The exercise:
Show every line of the data below that contains the word "yellow", copying each one in full.

Material to process:

..........

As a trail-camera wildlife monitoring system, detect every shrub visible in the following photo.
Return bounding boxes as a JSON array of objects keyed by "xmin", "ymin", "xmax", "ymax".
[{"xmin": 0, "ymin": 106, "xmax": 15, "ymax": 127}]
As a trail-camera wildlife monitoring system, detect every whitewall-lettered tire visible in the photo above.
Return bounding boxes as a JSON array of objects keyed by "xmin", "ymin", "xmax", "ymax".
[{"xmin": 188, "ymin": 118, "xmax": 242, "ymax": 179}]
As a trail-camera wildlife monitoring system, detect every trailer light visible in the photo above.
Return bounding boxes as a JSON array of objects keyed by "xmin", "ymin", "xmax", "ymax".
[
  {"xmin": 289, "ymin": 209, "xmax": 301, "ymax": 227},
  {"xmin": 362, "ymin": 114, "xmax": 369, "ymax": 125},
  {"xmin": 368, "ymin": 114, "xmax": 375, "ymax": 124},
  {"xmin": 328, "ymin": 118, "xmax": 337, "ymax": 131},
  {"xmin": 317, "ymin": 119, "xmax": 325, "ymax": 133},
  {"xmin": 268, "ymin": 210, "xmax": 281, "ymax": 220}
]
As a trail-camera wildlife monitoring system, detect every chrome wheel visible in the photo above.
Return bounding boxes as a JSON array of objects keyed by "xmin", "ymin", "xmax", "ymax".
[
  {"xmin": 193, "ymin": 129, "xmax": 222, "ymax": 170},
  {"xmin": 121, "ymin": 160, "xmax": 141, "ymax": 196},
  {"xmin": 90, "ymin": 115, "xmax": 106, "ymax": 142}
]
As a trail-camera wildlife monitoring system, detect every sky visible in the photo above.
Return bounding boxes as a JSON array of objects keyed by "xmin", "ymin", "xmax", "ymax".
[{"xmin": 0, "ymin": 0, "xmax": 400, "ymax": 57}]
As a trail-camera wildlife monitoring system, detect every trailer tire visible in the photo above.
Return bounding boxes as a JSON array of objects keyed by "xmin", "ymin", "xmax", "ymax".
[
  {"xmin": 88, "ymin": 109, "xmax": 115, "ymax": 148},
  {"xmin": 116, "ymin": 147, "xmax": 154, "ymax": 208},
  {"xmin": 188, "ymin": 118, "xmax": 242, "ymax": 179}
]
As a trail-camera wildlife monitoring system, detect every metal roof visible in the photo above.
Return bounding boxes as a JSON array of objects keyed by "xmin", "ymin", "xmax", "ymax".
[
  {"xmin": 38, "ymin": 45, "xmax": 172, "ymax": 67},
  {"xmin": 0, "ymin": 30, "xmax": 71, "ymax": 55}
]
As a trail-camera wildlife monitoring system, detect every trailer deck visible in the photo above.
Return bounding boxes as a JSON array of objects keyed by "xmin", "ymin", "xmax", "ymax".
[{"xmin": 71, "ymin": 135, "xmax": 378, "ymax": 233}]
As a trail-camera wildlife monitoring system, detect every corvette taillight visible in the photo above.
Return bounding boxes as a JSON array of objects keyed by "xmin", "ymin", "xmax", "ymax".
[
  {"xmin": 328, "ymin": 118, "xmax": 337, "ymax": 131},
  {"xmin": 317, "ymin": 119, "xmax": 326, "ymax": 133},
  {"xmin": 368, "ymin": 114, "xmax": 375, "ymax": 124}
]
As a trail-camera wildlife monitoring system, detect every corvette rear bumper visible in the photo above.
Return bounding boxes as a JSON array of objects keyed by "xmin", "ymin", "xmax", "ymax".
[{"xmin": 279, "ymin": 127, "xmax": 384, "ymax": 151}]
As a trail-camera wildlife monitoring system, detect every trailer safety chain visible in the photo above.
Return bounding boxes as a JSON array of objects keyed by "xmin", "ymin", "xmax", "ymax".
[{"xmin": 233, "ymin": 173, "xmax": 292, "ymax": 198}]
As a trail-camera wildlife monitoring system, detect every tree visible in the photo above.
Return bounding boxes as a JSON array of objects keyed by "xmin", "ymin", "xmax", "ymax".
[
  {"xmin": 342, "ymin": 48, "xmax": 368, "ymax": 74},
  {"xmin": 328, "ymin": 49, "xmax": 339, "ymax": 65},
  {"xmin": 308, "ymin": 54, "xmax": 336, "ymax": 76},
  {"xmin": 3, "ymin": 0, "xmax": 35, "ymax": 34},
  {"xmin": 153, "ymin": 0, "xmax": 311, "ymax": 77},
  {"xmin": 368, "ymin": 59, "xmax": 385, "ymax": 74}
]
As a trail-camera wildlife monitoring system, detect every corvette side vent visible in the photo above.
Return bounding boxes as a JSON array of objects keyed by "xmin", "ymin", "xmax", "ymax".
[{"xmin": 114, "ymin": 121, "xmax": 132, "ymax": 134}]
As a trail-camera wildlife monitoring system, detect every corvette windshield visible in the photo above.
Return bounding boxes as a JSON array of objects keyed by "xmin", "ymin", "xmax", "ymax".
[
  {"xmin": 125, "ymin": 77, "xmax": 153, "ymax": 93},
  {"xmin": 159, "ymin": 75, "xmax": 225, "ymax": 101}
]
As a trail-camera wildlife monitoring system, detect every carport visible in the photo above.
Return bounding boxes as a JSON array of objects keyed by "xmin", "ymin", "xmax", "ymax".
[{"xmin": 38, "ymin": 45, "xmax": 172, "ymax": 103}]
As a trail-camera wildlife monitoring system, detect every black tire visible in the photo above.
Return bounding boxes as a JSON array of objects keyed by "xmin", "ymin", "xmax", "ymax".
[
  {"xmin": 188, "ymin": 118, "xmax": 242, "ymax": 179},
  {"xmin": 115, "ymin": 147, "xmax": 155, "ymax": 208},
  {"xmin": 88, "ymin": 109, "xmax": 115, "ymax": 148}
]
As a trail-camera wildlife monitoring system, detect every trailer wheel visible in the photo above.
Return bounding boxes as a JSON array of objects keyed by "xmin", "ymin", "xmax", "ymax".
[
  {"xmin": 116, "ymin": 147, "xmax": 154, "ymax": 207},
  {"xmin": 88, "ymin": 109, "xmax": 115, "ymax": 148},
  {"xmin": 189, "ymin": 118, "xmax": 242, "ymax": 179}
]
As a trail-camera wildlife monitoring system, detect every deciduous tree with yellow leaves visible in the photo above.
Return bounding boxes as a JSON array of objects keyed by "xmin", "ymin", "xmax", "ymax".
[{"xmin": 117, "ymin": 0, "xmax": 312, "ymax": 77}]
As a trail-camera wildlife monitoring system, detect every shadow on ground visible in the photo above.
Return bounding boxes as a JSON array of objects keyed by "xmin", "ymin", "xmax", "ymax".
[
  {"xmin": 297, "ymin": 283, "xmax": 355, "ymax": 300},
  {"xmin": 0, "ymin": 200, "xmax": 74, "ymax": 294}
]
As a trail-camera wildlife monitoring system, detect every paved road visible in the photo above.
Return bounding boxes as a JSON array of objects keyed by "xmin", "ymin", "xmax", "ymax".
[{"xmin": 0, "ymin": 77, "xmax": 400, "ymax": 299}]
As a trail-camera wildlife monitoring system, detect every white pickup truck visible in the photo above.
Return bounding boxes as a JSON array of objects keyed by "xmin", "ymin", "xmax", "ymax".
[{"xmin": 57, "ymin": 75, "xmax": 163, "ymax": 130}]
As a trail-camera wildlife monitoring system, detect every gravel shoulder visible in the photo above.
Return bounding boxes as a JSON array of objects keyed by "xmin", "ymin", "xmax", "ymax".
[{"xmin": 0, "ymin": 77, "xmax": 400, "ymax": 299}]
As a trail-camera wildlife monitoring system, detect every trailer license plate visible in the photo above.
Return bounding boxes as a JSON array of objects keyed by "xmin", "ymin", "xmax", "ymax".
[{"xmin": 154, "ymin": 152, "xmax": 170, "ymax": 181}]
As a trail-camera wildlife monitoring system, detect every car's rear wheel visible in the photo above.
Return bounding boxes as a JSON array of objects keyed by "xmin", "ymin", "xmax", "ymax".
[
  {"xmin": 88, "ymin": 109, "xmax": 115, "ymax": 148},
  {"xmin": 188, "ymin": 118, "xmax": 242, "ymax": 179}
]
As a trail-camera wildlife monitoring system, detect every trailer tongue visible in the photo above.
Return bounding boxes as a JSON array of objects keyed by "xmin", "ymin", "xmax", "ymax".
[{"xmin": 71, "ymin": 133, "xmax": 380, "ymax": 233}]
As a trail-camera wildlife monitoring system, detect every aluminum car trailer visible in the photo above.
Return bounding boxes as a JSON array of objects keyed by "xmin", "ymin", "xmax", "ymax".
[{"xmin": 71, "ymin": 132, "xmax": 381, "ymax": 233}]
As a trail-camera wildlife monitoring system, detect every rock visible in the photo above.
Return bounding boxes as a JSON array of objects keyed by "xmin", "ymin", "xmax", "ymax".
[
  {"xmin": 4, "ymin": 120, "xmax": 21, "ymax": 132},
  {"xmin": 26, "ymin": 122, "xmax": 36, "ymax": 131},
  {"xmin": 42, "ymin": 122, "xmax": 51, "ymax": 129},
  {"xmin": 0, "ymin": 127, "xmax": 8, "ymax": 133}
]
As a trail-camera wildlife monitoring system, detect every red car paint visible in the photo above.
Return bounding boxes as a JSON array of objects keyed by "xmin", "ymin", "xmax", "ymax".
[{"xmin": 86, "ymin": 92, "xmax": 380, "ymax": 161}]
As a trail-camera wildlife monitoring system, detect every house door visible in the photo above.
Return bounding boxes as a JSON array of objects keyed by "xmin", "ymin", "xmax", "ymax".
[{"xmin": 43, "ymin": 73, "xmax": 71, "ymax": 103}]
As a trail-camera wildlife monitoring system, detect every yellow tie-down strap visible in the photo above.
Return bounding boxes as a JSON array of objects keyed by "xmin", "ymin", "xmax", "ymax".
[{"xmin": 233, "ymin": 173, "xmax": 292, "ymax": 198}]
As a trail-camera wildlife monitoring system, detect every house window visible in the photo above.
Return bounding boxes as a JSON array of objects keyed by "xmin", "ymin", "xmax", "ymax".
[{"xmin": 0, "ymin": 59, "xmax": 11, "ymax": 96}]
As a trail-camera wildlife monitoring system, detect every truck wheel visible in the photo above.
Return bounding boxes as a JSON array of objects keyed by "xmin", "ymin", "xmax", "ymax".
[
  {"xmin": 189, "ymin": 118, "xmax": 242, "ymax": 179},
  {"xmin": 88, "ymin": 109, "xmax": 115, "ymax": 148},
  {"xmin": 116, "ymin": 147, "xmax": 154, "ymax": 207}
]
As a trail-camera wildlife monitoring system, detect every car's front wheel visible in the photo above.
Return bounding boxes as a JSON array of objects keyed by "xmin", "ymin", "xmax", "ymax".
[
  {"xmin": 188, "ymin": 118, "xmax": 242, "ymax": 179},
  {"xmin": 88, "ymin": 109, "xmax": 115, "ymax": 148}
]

..........

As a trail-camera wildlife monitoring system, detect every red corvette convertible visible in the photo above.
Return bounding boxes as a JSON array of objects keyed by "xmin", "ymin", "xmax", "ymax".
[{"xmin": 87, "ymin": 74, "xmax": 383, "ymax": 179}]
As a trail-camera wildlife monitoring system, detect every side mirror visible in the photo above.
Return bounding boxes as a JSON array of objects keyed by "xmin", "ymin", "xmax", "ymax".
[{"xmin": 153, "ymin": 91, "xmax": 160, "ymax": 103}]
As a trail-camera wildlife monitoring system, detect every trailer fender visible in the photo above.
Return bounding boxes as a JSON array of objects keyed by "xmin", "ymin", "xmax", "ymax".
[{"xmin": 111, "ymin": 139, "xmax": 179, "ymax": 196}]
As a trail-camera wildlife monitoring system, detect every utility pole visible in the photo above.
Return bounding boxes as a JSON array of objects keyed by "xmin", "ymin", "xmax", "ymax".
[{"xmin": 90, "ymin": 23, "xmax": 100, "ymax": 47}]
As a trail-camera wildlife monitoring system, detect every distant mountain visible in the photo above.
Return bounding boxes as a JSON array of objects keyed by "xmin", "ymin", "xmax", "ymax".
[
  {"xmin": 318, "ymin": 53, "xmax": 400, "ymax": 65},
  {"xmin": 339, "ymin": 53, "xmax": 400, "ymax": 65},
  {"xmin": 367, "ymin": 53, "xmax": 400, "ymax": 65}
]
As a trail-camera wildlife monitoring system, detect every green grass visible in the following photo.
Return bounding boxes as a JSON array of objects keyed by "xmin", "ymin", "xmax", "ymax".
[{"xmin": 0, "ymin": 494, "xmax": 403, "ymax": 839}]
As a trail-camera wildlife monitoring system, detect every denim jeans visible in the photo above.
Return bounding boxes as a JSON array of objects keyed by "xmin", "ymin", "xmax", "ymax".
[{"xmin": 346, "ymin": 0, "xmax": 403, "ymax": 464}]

..........

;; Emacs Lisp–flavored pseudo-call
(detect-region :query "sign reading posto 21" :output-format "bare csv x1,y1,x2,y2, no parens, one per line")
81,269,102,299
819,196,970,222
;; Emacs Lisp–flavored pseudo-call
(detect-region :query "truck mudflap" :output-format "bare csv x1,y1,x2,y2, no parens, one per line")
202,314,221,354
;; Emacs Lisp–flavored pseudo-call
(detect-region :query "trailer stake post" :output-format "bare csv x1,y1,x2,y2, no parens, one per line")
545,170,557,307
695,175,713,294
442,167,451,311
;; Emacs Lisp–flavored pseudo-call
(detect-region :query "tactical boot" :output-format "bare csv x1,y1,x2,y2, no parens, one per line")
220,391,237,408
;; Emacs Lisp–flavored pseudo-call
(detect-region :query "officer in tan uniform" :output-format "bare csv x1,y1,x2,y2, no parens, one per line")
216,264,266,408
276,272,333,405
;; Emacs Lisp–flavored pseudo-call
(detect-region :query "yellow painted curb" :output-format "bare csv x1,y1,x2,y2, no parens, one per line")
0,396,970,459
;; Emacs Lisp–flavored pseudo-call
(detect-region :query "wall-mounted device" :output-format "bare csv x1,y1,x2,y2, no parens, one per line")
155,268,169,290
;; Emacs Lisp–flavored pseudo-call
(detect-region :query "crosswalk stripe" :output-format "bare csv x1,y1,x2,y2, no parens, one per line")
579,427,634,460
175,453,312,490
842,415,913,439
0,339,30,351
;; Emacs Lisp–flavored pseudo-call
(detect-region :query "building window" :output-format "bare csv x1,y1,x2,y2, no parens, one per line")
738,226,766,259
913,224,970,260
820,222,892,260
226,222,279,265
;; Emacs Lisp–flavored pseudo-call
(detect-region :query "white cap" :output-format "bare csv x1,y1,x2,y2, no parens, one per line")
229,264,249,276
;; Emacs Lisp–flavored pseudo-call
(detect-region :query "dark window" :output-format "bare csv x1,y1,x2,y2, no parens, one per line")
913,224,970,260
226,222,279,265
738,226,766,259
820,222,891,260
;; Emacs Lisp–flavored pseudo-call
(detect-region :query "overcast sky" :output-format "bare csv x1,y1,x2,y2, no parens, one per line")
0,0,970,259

..........

Answer to this problem:
As a trail-camera wildlife monitoring system, detect every deciduous tree with yellow leaves visible in the photo above.
As a trail-camera wildlife monitoring system, detect every yellow tie-down strap visible in the photo above.
(detect-region :query "yellow painted curb" :output-format "bare csv x1,y1,x2,y2, no parens, one per line")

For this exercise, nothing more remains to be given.